- Exercise goal
Copy the records below exactly as they appear.

- Raw records

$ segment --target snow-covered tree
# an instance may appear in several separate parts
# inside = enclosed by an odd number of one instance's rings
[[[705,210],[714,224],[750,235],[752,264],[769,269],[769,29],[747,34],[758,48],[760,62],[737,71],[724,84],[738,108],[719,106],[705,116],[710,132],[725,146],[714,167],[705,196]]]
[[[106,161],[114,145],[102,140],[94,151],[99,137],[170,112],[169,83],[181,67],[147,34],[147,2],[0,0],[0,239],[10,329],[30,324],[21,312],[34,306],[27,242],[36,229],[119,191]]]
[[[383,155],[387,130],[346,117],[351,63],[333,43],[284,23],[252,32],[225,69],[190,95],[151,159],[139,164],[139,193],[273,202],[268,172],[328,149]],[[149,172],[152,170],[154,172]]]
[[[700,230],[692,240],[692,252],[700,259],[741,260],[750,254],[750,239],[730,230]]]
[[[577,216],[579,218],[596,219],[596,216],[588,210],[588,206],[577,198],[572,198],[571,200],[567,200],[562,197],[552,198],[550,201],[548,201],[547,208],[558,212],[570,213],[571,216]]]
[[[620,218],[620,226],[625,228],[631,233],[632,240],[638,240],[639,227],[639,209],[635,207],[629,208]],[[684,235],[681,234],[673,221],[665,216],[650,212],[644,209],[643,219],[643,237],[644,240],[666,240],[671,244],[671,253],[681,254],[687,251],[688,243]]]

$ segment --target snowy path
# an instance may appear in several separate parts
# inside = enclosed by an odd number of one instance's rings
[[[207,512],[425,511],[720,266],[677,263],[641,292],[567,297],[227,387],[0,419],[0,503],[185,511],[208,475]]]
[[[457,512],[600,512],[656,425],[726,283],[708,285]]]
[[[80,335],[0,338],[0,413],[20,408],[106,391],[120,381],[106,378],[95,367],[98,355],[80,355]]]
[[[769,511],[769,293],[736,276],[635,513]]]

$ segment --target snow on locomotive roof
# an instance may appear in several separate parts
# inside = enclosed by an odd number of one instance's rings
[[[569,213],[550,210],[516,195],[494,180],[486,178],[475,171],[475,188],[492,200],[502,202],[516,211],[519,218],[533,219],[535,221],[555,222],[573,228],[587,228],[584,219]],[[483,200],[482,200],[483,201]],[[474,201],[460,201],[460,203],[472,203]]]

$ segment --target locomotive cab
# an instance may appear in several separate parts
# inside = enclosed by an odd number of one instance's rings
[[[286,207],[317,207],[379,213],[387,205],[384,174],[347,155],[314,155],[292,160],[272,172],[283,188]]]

- Exercise output
$ segment --target snow-covered tree
# an instance may appear in several separate parts
# inside = enclosed by an odd number of one instance's rings
[[[705,210],[714,224],[750,235],[752,264],[769,269],[769,29],[747,34],[758,48],[760,62],[737,71],[724,84],[738,108],[719,106],[705,116],[710,132],[725,146],[714,167],[705,196]]]
[[[106,161],[114,145],[102,140],[94,151],[99,137],[170,112],[169,83],[181,67],[147,34],[147,2],[0,0],[0,239],[10,329],[30,324],[21,312],[34,306],[27,242],[36,229],[119,191]]]
[[[383,155],[387,130],[346,117],[351,63],[333,43],[284,23],[252,32],[225,69],[190,95],[151,159],[139,164],[139,193],[273,202],[268,172],[328,149]],[[149,172],[152,170],[154,172]]]
[[[700,230],[692,240],[692,252],[700,259],[741,260],[750,254],[750,239],[730,230]]]
[[[577,216],[579,218],[596,219],[596,216],[588,210],[588,206],[577,198],[572,198],[571,200],[567,200],[562,197],[552,198],[550,201],[548,201],[547,208],[558,212],[570,213],[571,216]]]
[[[620,218],[620,226],[625,228],[631,233],[632,240],[638,240],[639,227],[639,209],[635,207],[629,208]],[[684,235],[681,234],[673,221],[665,216],[650,212],[644,209],[643,219],[643,237],[644,240],[666,240],[671,244],[671,253],[681,254],[687,251],[688,243]]]

$ segment --target snowy path
# an instance may appear in several separate parts
# inside = enclosed by an odd number of one instance's rings
[[[207,512],[425,511],[720,266],[677,263],[641,292],[567,297],[227,387],[0,419],[0,503],[185,511],[208,475]]]
[[[457,512],[600,512],[656,425],[726,283],[708,285]]]
[[[80,335],[0,338],[0,413],[20,408],[106,391],[120,381],[106,378],[95,367],[98,355],[80,355]]]
[[[769,511],[769,293],[736,276],[635,513]]]

$ segment --target snow on locomotive roof
# an instance may appear in several separate parts
# inside = enclosed by an odd number of one instance's rings
[[[569,213],[550,210],[516,195],[494,180],[486,178],[475,171],[475,188],[492,200],[502,202],[516,211],[519,218],[533,219],[535,221],[555,222],[573,228],[587,228],[584,219]],[[483,200],[482,200],[483,201]],[[474,201],[460,201],[460,203],[472,203]]]

$ segment --target locomotive cab
# an instance may appear in several separate parts
# inside = enclosed by an odd number of one instance's rings
[[[286,207],[317,207],[379,213],[387,205],[384,174],[347,155],[314,155],[292,160],[272,172],[283,188]]]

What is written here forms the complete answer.